• WHAT YOU NEED TO DO: Extract, from the listing that follows, each line containing the word "table".

• MATERIAL FOR THIS EXERCISE:
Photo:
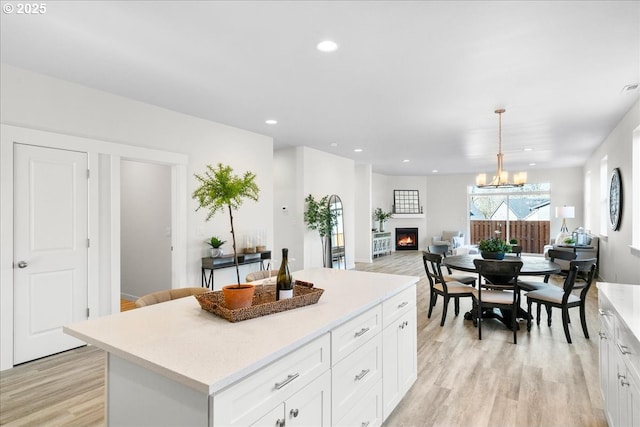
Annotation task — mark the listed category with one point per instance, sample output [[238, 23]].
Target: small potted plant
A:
[[381, 216], [220, 189], [493, 248], [215, 244]]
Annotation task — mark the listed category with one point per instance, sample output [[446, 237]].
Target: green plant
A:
[[215, 242], [381, 215], [319, 217], [220, 189], [494, 245]]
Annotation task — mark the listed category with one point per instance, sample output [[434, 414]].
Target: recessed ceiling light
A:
[[327, 46]]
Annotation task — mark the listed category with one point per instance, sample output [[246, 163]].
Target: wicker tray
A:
[[264, 302]]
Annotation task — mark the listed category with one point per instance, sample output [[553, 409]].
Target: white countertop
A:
[[626, 301], [194, 347]]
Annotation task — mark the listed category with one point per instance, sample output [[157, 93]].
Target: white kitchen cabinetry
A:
[[399, 368], [619, 355], [317, 365], [381, 243]]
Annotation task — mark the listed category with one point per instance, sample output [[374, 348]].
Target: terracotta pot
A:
[[238, 296]]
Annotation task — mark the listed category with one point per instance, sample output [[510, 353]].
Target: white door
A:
[[50, 249]]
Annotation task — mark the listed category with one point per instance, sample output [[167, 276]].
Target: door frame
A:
[[104, 190]]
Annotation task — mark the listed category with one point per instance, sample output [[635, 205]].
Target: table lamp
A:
[[565, 212]]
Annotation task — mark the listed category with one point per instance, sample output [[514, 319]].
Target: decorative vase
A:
[[492, 255], [238, 296], [216, 252]]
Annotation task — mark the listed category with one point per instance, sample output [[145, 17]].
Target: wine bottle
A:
[[284, 282]]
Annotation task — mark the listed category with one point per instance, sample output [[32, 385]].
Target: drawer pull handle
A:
[[361, 332], [623, 349], [287, 381], [361, 374]]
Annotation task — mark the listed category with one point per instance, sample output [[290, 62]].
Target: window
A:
[[521, 213], [604, 196]]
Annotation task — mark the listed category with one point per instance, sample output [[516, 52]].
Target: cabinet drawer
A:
[[246, 401], [398, 305], [367, 412], [351, 335], [630, 349], [354, 375]]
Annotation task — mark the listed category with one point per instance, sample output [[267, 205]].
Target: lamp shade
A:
[[566, 212]]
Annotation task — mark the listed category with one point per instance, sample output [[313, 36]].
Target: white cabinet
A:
[[619, 368], [310, 406], [381, 243], [399, 358]]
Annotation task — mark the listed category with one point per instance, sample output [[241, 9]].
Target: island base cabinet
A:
[[311, 406], [140, 397]]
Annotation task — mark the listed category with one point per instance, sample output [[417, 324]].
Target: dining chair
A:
[[563, 298], [468, 279], [438, 285], [532, 285], [502, 291]]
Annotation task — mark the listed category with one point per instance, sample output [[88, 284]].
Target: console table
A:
[[226, 261]]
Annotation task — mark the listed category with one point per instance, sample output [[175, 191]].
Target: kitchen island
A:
[[348, 359]]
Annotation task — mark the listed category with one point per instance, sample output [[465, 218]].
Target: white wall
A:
[[114, 127], [363, 209], [618, 261], [145, 218]]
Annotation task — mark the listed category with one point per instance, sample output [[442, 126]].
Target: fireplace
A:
[[406, 239]]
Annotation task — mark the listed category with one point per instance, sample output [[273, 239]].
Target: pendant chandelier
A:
[[501, 178]]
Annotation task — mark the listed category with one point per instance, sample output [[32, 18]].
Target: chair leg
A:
[[565, 323], [432, 302], [583, 320], [479, 320], [444, 310]]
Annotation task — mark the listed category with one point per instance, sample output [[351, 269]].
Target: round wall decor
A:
[[615, 199]]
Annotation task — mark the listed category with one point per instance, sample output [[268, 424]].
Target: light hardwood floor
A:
[[541, 381]]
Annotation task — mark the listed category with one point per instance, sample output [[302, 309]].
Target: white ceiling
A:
[[410, 80]]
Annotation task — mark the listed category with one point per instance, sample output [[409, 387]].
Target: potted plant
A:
[[318, 216], [215, 244], [494, 248], [219, 189], [381, 216]]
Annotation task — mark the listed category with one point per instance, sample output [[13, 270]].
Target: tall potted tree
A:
[[219, 189], [318, 217]]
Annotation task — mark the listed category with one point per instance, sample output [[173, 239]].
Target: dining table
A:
[[531, 266]]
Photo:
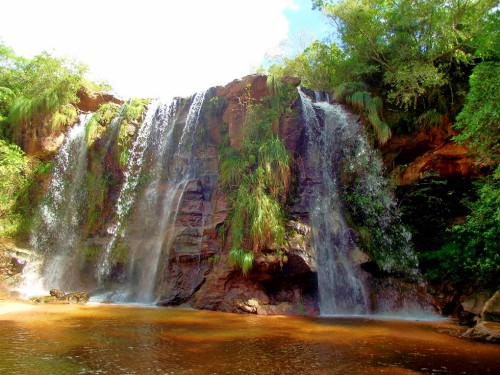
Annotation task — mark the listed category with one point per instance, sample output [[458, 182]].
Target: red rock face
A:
[[90, 102], [429, 152], [239, 93]]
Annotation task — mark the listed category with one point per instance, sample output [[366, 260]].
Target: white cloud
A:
[[151, 48]]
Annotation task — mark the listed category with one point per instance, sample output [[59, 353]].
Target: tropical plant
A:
[[257, 176]]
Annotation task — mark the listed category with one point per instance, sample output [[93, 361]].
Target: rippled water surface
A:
[[104, 339]]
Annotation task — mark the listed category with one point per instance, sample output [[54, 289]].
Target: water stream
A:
[[342, 166], [56, 228], [340, 284], [132, 340], [167, 166]]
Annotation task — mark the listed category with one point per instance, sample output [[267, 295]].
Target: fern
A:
[[274, 160], [429, 119], [241, 259], [232, 169]]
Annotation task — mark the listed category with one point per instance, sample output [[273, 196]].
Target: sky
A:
[[161, 48]]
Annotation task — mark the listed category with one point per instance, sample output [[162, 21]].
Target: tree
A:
[[43, 88]]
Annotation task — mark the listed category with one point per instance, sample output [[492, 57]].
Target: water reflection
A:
[[135, 340]]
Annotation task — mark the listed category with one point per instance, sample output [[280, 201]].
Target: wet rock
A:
[[48, 299], [472, 307], [70, 298], [77, 297], [57, 293], [491, 310], [250, 306], [484, 331], [430, 151]]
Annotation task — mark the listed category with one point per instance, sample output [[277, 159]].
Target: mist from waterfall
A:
[[160, 168], [55, 231], [347, 181]]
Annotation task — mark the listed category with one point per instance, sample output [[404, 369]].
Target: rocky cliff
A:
[[193, 267]]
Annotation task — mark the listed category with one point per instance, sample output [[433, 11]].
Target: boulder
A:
[[77, 297], [73, 298], [57, 293], [484, 331], [90, 102], [491, 310]]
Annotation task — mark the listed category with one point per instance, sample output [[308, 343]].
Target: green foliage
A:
[[317, 66], [356, 95], [215, 106], [274, 164], [102, 117], [256, 216], [479, 120], [97, 188], [241, 259], [282, 95], [257, 176], [20, 188], [45, 88], [15, 172]]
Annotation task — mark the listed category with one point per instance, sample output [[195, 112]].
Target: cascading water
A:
[[168, 163], [337, 147], [127, 192], [55, 231], [341, 288]]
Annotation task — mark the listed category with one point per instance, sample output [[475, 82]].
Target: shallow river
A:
[[106, 339]]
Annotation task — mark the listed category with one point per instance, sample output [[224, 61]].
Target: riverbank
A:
[[61, 339]]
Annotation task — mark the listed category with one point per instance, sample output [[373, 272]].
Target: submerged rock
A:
[[57, 293], [484, 331], [491, 310], [59, 297]]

• EXERCISE ANSWER:
Target: table lamp
Target: console table
Target: dining table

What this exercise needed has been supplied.